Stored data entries

--- START ---

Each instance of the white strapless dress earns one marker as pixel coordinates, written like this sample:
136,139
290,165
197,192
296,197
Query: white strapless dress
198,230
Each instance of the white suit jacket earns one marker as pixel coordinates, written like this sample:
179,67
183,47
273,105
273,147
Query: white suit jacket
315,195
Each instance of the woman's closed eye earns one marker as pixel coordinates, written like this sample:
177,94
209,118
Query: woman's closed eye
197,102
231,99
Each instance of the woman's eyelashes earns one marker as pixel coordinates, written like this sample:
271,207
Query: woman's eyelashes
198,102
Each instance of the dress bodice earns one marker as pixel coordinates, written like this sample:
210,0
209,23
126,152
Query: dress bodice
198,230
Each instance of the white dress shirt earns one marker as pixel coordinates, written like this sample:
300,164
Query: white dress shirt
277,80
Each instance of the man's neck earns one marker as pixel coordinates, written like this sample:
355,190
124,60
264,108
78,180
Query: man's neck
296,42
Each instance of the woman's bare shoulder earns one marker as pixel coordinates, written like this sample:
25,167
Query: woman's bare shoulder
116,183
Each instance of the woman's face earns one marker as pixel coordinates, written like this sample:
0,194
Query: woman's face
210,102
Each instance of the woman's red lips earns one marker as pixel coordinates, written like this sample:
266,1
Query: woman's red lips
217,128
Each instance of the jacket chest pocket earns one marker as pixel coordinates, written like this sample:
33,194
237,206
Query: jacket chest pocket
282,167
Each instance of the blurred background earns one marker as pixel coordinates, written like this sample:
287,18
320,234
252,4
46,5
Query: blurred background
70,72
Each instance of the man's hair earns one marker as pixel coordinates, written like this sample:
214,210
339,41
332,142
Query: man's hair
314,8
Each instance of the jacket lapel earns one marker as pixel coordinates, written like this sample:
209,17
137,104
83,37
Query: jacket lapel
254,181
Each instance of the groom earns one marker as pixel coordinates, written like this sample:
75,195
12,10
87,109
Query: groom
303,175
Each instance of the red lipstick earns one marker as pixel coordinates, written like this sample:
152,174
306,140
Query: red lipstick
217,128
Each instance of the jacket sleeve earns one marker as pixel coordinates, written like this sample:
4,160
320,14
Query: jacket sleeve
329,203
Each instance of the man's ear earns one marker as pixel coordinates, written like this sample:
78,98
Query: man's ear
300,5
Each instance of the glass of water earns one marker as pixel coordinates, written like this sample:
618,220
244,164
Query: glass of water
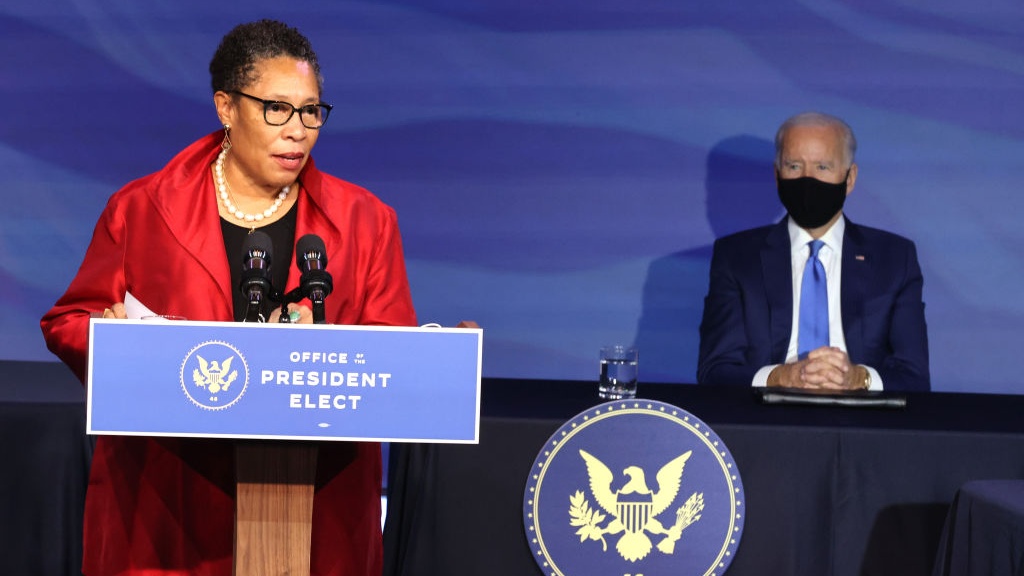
619,372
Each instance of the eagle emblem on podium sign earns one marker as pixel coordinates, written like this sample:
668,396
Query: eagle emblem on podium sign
634,507
214,375
634,487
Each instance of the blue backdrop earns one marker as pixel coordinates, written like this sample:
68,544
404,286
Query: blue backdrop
560,169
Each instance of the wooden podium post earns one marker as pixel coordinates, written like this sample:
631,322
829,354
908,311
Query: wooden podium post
273,507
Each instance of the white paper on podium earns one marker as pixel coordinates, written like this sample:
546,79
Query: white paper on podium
134,309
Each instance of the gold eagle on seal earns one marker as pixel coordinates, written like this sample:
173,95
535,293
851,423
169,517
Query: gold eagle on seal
213,376
634,507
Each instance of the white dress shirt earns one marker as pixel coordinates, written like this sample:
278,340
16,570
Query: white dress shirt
832,258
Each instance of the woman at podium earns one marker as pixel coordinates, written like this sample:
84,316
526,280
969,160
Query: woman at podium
172,241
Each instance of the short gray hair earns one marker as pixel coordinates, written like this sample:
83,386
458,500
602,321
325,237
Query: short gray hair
847,138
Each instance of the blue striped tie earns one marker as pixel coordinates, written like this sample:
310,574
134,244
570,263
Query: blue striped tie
813,304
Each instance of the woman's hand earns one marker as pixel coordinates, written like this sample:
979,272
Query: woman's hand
116,311
299,315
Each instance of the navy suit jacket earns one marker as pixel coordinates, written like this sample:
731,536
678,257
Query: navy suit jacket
748,316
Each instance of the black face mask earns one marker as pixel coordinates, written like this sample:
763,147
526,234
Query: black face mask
811,202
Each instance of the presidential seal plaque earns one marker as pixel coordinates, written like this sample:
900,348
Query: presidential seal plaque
634,488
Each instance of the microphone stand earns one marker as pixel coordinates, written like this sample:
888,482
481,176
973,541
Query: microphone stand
254,310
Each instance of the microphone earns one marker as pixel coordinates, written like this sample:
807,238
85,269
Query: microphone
315,283
255,284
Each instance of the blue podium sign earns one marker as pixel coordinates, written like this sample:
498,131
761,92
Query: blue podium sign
220,379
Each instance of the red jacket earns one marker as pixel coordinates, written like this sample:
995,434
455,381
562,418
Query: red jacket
166,505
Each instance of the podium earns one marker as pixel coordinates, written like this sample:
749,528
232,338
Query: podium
275,391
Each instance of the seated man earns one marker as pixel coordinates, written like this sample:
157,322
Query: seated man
815,300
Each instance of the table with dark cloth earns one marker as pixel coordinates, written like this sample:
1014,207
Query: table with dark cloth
45,454
828,490
984,532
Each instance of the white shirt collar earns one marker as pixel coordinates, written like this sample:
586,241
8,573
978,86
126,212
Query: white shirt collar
833,237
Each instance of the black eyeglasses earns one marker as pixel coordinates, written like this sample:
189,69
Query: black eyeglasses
276,113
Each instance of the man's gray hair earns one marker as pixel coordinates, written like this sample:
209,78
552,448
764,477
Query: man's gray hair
817,119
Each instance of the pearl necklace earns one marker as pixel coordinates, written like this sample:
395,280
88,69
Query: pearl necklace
225,197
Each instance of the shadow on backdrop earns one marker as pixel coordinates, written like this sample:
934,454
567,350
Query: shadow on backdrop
740,195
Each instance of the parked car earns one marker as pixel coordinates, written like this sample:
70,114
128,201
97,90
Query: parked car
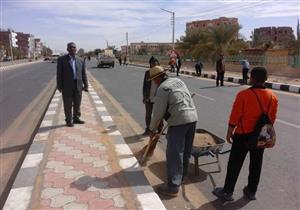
105,60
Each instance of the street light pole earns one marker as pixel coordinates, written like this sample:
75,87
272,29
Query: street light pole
10,46
173,25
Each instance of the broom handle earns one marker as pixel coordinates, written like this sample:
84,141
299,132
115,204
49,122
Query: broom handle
159,134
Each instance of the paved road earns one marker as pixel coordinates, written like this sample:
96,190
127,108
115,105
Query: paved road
280,184
19,86
24,94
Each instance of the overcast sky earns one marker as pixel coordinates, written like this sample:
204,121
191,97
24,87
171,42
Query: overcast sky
90,23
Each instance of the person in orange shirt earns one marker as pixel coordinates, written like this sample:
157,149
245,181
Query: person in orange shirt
244,115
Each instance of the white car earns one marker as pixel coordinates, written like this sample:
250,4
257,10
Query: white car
54,57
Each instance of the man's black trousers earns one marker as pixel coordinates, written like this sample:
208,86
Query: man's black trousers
72,99
220,77
235,163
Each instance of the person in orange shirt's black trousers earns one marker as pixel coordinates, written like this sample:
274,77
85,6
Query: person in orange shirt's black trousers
244,115
220,69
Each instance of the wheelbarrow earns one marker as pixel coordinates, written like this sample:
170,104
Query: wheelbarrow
206,144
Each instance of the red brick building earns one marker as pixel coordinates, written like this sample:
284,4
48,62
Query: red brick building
275,34
4,39
205,24
23,44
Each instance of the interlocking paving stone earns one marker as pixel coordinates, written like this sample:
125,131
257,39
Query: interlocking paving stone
53,164
109,193
75,206
51,192
73,174
61,200
62,168
119,201
100,163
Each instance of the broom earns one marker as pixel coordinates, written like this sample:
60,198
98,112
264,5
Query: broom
148,150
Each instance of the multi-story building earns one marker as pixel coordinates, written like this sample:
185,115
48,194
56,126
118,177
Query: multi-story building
4,41
38,45
31,50
125,50
155,48
23,44
206,24
276,34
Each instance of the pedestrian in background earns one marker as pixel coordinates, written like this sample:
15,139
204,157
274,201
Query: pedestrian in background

--- END ---

• What to work on:
Isolate the lines above that contain the word "pedestrian" and copy them.

• Solved problem:
Each instance of the pedestrian in background earns one marker as pixel coordinates, written like this sample:
Query: pedestrian in background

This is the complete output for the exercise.